§ **TEXT EXCERPT**:
═══
Research interests

Mathematical modeling

Computational modeling of physical phenomena (heat transfer, fluid flow, viscoelastic materials)

Developing accurate, and computationally efficient reduced-order models, i.e., simpler alternatives to the direct numerical simulation of the fundamental conservation laws and constitutive relations.
Analyzing Tribological systems; two (and three) dimensional lubricated contacts undergoing relative motion, exhibiting complex physics for example, lubricant cavitation, liquid and/or gas compressibility, thermophysical variation in lubricant properties etc.
Biotribology; modeling systems in the human body conforming to lubrication theory and exhibiting strong viscoelastic effects for example, human joint lubrication, eye lid movement forming tear films, blood flow etc.

Fully-(semi) Implicit numerical approaches for coupled system of highly non-linear equations using the Finite Difference, and Finite Volume Methods.
Grid transformation techniques for treating complex, and curved domains, in particular lubricated channels of arbitrary shape.

Design and analysis of renewable energy systems such as, concentrating solar thermal (CSP), molten salt receivers, solar photovoltaic systems etc.

Numerical solution of a system of coupled, non-linear Partial-(Ordinary) Differential Equations via Finite Difference and Finite Volume Methods.
Python (Numpy, Scipy, PyPy, Multiprocessing, Jupyter notebook) and C++ for performant, efficient and parallel codes.
Object-Oriented-Programming for organizing the code into independent segments for improved readability.
OpenFOAM for Computational Fluid Dynamics.
Matlab, Vba and R programming language.
Technical and scientific report writing and presentation using Latex, and Beamer.
Linux.

Thermo-Fluids Engineering I and II (ME-211, ME-212): A first course on thermodynamics, fluid mechanics and heat transfer. My main tasks involved conducting technical laboratory sessions, including heat transfer experiments, basic fluid simulations via COMSOL, and grading assignments, and reports.
Introduction to Computational Fluid Dynamics (ME-412): An elementary introduction to numerical methods specific to fluid flow such as, treatment of hyperbolic problems, diffusion terms via the Finite Volume Method. My chief responsibility involved grading assignments, managing and conducting project sessions on performing CFD via OpenFOAM in which students were taught to debug, modify the C++ code and post-process the results in ParaView.
Biological Fluid Mechanics (ME-513): A graduate level course involving the connection of fundamental fluid mechanics with the natural environment. The main task was to assist with the grading of assignments, project reports and presentations.

General Physics I and II (PHY-105, PHY-106): The course(s) provided an introduction to classical mechanics and electromagnetics, involving laboratory experiments that demonstrated the fundamental laws of nature such as, conservation of momentum, conservation of energy. In this, my task was to prepare, conduct and manage laboratory sessions preceded by a small lecture explaining the theory behind the experiment. In addition to this, student reports, laboratory manuals and quizzes were prepared and graded.
═══
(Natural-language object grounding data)

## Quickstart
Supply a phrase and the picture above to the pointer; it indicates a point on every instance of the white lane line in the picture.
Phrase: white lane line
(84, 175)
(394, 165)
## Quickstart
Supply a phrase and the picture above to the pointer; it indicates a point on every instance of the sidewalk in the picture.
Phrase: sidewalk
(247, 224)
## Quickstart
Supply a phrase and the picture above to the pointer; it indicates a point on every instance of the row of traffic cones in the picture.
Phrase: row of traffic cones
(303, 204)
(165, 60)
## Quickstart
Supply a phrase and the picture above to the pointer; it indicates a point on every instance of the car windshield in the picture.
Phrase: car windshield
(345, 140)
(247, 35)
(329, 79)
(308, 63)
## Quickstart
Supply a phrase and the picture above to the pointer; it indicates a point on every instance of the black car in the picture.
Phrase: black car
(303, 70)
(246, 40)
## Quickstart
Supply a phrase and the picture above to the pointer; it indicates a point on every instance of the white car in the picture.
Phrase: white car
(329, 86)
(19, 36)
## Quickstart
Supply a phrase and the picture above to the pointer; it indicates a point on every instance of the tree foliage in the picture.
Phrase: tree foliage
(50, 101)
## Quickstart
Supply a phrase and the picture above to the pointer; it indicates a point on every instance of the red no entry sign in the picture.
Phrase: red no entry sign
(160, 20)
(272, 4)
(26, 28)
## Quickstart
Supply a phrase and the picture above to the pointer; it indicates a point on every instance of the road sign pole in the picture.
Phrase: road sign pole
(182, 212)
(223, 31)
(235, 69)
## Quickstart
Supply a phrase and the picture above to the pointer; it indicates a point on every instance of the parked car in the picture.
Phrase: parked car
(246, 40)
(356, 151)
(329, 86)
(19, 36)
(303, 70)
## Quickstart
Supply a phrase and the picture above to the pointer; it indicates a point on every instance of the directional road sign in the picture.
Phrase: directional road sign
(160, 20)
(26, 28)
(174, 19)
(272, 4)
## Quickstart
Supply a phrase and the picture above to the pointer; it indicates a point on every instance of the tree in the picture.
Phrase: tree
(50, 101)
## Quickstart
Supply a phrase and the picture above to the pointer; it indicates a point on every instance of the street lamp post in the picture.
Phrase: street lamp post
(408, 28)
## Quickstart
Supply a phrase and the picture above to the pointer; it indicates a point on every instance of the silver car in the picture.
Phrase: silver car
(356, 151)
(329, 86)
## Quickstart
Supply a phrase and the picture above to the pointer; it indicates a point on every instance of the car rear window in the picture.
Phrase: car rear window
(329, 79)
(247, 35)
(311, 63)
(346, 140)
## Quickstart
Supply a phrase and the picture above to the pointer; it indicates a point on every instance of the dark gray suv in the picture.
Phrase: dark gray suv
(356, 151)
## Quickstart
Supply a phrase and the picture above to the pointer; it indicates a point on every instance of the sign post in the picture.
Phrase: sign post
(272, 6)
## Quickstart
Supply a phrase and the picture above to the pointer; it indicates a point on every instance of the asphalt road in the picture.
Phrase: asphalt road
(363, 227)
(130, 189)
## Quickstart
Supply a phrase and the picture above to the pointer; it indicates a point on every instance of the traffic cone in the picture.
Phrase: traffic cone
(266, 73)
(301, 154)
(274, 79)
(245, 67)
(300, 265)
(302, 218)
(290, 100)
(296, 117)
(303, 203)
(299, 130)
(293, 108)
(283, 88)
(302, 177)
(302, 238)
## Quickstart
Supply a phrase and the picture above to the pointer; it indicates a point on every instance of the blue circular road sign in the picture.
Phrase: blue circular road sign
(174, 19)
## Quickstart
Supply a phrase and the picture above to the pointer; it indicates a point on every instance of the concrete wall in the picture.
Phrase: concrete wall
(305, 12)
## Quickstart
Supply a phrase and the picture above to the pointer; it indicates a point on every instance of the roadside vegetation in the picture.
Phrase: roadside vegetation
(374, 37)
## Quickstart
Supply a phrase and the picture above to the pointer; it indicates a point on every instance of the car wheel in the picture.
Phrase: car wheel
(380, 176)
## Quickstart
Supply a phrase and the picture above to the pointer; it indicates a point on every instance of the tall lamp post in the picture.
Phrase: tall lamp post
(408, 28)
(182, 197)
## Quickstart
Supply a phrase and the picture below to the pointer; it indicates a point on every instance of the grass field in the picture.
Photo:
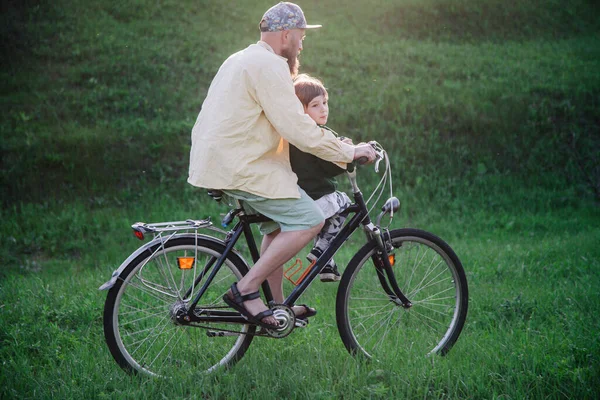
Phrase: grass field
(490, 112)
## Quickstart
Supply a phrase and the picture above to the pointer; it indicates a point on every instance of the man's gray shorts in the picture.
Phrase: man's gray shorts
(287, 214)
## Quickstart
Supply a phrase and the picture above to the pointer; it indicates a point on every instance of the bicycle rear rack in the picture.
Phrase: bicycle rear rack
═══
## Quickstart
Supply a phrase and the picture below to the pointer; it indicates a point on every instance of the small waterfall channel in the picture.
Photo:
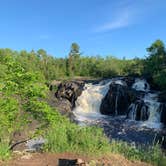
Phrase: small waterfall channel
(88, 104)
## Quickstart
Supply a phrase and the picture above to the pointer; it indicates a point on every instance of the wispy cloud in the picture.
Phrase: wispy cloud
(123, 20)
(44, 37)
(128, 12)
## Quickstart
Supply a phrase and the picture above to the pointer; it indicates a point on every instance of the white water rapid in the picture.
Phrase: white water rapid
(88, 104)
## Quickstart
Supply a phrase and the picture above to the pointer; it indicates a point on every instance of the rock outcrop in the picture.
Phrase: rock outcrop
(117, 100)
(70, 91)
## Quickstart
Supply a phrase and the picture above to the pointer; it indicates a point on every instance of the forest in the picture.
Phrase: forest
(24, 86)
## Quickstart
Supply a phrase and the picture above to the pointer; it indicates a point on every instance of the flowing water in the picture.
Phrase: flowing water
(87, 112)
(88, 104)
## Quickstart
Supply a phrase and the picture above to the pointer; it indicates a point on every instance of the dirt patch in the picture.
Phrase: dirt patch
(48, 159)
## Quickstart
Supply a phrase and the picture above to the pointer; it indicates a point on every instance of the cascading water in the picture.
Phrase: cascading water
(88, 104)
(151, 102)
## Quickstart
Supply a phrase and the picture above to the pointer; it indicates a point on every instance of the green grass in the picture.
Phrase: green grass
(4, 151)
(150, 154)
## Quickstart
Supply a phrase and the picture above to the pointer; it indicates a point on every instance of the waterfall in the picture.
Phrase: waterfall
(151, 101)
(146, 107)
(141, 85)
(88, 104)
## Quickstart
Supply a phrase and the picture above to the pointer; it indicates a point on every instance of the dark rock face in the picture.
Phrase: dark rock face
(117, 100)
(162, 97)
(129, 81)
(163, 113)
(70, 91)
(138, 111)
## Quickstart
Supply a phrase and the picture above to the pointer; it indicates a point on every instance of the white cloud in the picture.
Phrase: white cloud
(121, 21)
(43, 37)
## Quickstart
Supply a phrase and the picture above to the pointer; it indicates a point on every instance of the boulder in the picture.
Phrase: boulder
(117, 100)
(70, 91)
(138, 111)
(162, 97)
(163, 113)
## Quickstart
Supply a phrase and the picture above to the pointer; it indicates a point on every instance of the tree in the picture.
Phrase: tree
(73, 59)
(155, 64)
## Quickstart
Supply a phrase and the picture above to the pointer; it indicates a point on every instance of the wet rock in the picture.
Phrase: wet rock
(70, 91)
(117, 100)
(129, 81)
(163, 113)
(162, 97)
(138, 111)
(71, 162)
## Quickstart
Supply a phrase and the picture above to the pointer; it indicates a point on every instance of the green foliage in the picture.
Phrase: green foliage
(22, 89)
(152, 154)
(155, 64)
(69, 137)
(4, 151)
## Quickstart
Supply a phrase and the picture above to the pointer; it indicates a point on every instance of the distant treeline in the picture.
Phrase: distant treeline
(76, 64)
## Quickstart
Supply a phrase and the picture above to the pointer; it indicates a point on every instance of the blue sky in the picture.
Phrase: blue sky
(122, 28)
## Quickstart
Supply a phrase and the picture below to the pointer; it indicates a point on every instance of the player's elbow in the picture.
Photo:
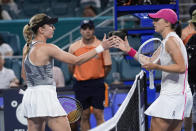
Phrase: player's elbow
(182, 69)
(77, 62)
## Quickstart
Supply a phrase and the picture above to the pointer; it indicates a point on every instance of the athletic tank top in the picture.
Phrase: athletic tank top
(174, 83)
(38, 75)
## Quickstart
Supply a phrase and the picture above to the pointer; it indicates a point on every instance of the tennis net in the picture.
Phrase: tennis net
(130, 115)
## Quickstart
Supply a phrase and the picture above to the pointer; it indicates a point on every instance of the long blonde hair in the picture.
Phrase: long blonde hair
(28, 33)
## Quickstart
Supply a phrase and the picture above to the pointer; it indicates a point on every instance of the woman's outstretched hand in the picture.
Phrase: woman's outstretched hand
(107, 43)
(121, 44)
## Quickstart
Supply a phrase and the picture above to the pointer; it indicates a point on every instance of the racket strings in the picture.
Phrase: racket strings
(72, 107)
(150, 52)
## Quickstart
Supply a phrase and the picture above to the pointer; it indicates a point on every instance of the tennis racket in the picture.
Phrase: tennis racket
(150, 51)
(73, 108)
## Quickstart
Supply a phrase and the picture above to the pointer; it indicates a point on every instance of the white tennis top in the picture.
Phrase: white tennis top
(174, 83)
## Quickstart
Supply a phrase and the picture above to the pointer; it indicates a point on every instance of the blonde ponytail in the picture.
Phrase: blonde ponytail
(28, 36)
═══
§ **WHAT YOU ARE ASKED TO DO**:
Set down the stretch of the research interests text from "Grid transformation techniques" through "Difference and Finite Volume Methods.", keeping every word as it appears.

§ **OUTPUT OF THE EXERCISE**:
Grid transformation techniques for treating complex, and curved domains, in particular lubricated channels of arbitrary shape.

Design and analysis of renewable energy systems such as, concentrating solar thermal (CSP), molten salt receivers, solar photovoltaic systems etc.

Numerical solution of a system of coupled, non-linear Partial-(Ordinary) Differential Equations via Finite Difference and Finite Volume Methods.